- [Document extract]:
=-=-=

The earth’s salt.

by K.W. Leslie, 23 August 2020

Mark 9.43-50, Matthew 5.13, Luke 14.34-35.

If you’ve ever heard someone called “the salt of the earth,” usually they mean a decent person—but kinda ordinary. And no, that’s not what Jesus meant when he coined the phrase “salt of the earth.” Or as I translated it, “the earth’s salt.” I’ve no idea how it evolved from a remarkable person to an unremarkable person.

But when Jesus uses it, he means remarkable. He means a flavor enhancer. Be the salt of the earth: Enhance it. Make it taste better.

Mark 9.49-50 KWL
49 “Everything for the fire will be salted. Lv 2.13 50 Salt is good.
When salt becomes saltless, in what way will it season things?
Have salt in yourselves. Have peace with one another.”
 
Matthew 5.13 KWL
“You’re the earth’s salt.
When salt is tasteless, in what way will it salt things?
It’s of no use—well, unless it’s thrown outside, to be walked upon by people.”
 
Luke 14.34-35 KWL
34 “So salt is good.
When salt is also tasteless, in what way will it salt things?
35 It’s neither useful for the ground nor the dungheap.
They throw it outside. Hear me, you who have ears to hear.”

The spin Mark took on it is a little bit different than the ideas we find in Matthew. I’ll get to it momentarily. First the Sermon on the Mount idea.

In Matthew and Luke, Jesus points out the difference between flavorful and tasteless salt. (Not salt which becomes tasteless; that’s the Mark idea. We’re not doing Mark yet.) There are such things as flavorless salts. They’re used for all the things where salt comes in handy—but not as a flavor enhancer. For that, we prefer sodium chloride, table salt. For other things which don’t involve our taste buds, we use other salts. Like sodium bicarbonate, baking soda; or sodium nitrate, saltpeter, a preservative.

Yeah, let’s talk preservation. In those pre-icehouse, pre-freezer, pre-canning days, salt was used to preserve food. Conservative Christians frequently use this verse to claim we Christians are likewise to preserve things. To preserve everything good in the world… more accurately what we value, like customs and traditions, property and money. You know, stuff Jesus actually may be interested in getting rid of ’cause we’re clinging to our conservatism instead of him.

But since Jesus speaks about salt’s flavor, he’s clearly not talking about preservative. Tasteless salt is still useful for preservation. For that matter, you can also use it to salt the walkways in icy weather—which is what Jesus means by throwing it outside to be walked on. Mt 5.13 Or you can use it to kill odors, which is really what Jesus meant by throwing it on the dungheap. Lk 14.35 Still, in this lesson Jesus is only interested in flavorful salt. He means table salt. Not the other kinds.

So we’re to be that salt. The preserving kind has its uses, but Jesus wants flavor. The ice-melting kind melts ice; the fertilizing kind grows plants; the smell-neutralizing kind kills odors. But Jesus wants flavor. Be flavorful. Flavor the world.

Salt which loses flavor.

Because Mark has Jesus refer to “when salt becomes saltless,” Christians wind up reading this idea into other gospels, and translating ἐὰν τὸ ἅλας μωρανθῇ/eán to álas moranthí (literally “when salt is stupid,” but considering the context he means “tasteless”) thisaway:

GENEVA BIBLE, KJV: “If the salt have lost his savour…”

=-=-=

Bounding-box records:
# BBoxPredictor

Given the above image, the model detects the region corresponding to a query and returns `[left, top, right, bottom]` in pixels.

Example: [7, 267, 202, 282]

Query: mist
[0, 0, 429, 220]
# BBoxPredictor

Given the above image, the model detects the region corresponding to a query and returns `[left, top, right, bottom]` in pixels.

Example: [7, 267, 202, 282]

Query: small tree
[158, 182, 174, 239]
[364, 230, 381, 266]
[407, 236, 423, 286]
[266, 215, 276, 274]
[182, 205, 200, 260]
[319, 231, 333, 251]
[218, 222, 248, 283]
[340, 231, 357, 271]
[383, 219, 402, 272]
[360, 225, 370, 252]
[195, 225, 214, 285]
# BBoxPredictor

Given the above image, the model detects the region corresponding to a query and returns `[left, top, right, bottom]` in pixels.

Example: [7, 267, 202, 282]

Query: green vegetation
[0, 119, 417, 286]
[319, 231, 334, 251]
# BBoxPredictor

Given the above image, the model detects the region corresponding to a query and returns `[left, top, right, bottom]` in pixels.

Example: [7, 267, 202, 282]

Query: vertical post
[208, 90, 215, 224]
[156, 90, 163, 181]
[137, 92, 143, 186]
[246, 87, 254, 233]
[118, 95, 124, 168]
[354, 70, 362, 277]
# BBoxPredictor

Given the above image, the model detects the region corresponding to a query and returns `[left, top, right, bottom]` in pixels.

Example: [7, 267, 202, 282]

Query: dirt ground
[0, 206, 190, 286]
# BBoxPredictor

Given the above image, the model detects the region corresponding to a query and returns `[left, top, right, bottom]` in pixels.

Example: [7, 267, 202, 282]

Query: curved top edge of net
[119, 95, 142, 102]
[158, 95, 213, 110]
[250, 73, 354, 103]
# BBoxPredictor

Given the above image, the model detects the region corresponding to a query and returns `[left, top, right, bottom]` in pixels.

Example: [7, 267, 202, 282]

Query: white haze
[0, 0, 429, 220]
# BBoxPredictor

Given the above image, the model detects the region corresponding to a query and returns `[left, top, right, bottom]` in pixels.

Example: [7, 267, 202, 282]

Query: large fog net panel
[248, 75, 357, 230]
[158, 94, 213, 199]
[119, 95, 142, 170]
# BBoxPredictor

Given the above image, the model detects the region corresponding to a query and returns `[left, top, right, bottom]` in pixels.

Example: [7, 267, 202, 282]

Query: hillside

=-=-=

- [Given task 1]: List every chemical salt that the article on the earth's salt names, together with the common name it gives for each.
- [Given task 2]:
Based on the article on the earth's salt, answer yes or no for each statement and quote the words that decide it.
(a) When Jesus coined "salt of the earth," he meant a decent but ordinary person.
(b) Tasteless salt can still be used for preservation.
(c) The Greek words ἐὰν τὸ ἅλας μωρανθῇ literally mean "when salt is tasteless."

- [Written solution 1]:
- Sodium chloride: table salt
- Sodium bicarbonate: baking soda
- Sodium nitrate: saltpeter

- [Written solution 2]:
(a) No: "And no, that’s not what Jesus meant when he coined the phrase “salt of the earth.”"
(b) Yes: "Tasteless salt is still useful for preservation."
(c) No: "literally “when salt is stupid,” but considering the context he means “tasteless”"